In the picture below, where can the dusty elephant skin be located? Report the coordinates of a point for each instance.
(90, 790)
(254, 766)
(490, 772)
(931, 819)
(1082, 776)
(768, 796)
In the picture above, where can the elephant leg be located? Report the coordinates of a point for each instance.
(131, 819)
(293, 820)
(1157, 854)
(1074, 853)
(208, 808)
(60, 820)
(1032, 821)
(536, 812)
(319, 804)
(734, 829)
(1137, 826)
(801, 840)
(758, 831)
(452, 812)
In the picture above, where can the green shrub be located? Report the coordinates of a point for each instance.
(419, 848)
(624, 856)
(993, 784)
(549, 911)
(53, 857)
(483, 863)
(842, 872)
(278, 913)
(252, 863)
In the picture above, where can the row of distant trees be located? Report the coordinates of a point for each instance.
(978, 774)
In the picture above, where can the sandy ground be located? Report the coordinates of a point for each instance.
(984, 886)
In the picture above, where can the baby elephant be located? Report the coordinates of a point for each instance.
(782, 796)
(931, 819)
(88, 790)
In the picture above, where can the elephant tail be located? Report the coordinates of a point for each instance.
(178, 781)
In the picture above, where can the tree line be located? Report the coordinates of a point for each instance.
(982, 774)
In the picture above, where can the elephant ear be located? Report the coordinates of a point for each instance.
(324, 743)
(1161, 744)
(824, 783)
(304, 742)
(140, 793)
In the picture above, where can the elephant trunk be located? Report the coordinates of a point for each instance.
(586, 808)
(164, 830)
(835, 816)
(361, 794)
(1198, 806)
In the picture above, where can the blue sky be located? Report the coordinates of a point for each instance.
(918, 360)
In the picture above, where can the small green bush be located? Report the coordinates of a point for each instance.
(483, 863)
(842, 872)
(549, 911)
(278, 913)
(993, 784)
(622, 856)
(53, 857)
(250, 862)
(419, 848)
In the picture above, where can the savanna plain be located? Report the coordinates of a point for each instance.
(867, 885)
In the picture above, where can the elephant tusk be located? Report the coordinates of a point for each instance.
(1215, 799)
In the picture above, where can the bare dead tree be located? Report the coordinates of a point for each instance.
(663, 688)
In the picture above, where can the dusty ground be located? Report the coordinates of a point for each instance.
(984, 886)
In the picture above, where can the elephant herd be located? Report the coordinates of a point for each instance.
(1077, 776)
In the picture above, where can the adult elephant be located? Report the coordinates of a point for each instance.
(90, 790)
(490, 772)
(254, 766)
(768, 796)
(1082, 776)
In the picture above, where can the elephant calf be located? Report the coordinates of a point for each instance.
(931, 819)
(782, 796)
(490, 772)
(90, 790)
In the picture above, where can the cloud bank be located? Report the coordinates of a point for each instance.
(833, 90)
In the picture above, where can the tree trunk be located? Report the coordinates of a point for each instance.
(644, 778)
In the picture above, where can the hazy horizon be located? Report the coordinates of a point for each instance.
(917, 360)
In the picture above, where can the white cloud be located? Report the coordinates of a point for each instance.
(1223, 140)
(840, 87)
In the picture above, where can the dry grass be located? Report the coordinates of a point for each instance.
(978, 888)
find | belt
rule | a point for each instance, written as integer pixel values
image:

__What this task involves__. Each entry shown above should be copied out exactly.

__Exercise solution__.
In the picture below, where can the dusty elephant skin be located? Report the coordinates of a point for each instance.
(90, 790)
(254, 766)
(490, 772)
(931, 819)
(1082, 776)
(768, 796)
In the picture above, where can the elephant leg be located? Report the coordinates of a point for each instance.
(131, 819)
(293, 820)
(1157, 854)
(1074, 853)
(208, 808)
(60, 820)
(1032, 821)
(536, 812)
(319, 804)
(734, 829)
(1137, 826)
(801, 840)
(758, 831)
(452, 812)
In the picture above, where can the green shrub be located? Report the coordinates of a point for each instance.
(419, 848)
(624, 856)
(993, 784)
(549, 911)
(53, 857)
(483, 863)
(842, 872)
(278, 913)
(252, 863)
In the picture above, where can the row of distant trees be located? Report the coordinates of a point for each instance.
(978, 774)
In the picture above, where can the sandy ground be located? Report the coordinates of a point for each instance.
(984, 886)
In the picture above, where can the baby elephant be located? Report the coordinates of a point for each instance.
(782, 796)
(931, 819)
(88, 790)
In the picture above, where can the elephant tail be located? Report the coordinates of a point for each instance.
(178, 781)
In the picture above, where can the tree line be located? Report the coordinates of a point for each instance.
(982, 774)
In the picture above, where can the elephant ear be located? Report the coordinates of a point for each instance.
(324, 743)
(1161, 744)
(824, 783)
(304, 742)
(140, 793)
In the picture above, where can the elephant trunk be located? Report the coordinates of a point for each instance.
(586, 808)
(164, 830)
(835, 816)
(361, 794)
(1198, 806)
In the picture above, where can the blue sky be located? Report the coordinates of a point for each instance.
(918, 360)
In the picture above, where can the small green bush be located? Report the coordinates of a point for each instance.
(483, 863)
(842, 872)
(549, 911)
(278, 913)
(993, 784)
(622, 856)
(53, 857)
(250, 862)
(419, 848)
In the picture above, where can the savanna plain be located? Report the coordinates of a point for each instance.
(867, 885)
In the picture above, where can the elephant tusk be located? Report the coordinates of a point for each instance.
(1215, 799)
In the picture above, where can the bare dead tree be located? Report the coordinates of a point for each instance.
(663, 688)
In the picture above, where can the dusty ground be located? Report the coordinates of a point for each instance.
(984, 886)
In the picture above, where can the elephant herd be located? Report the coordinates of a point for each instance.
(1077, 776)
In the picture above, where can the adult elephant be located? Report the coordinates of a point for each instance.
(90, 790)
(490, 772)
(254, 766)
(768, 796)
(1082, 776)
In the picture above, where can the elephant calf be located? Report the coordinates of a point for each instance.
(931, 819)
(782, 796)
(490, 772)
(90, 790)
In the picture above, where can the cloud bank be located? Report the coordinates of a point for each instance.
(833, 90)
In the picture above, where can the tree trunk be located? Report the coordinates of a point for each instance.
(644, 778)
In the picture above, where can the hazy horizon be located? Report the coordinates of a point for each instance.
(917, 360)
In the picture above, where can the white cloud be located? Report the coordinates of a point for each instance.
(1223, 140)
(840, 87)
In the picture above, where can the dry grass be located? Report the coordinates of a point for each instance.
(978, 888)
find | belt
rule | a point for each instance, written as integer pixel values
image:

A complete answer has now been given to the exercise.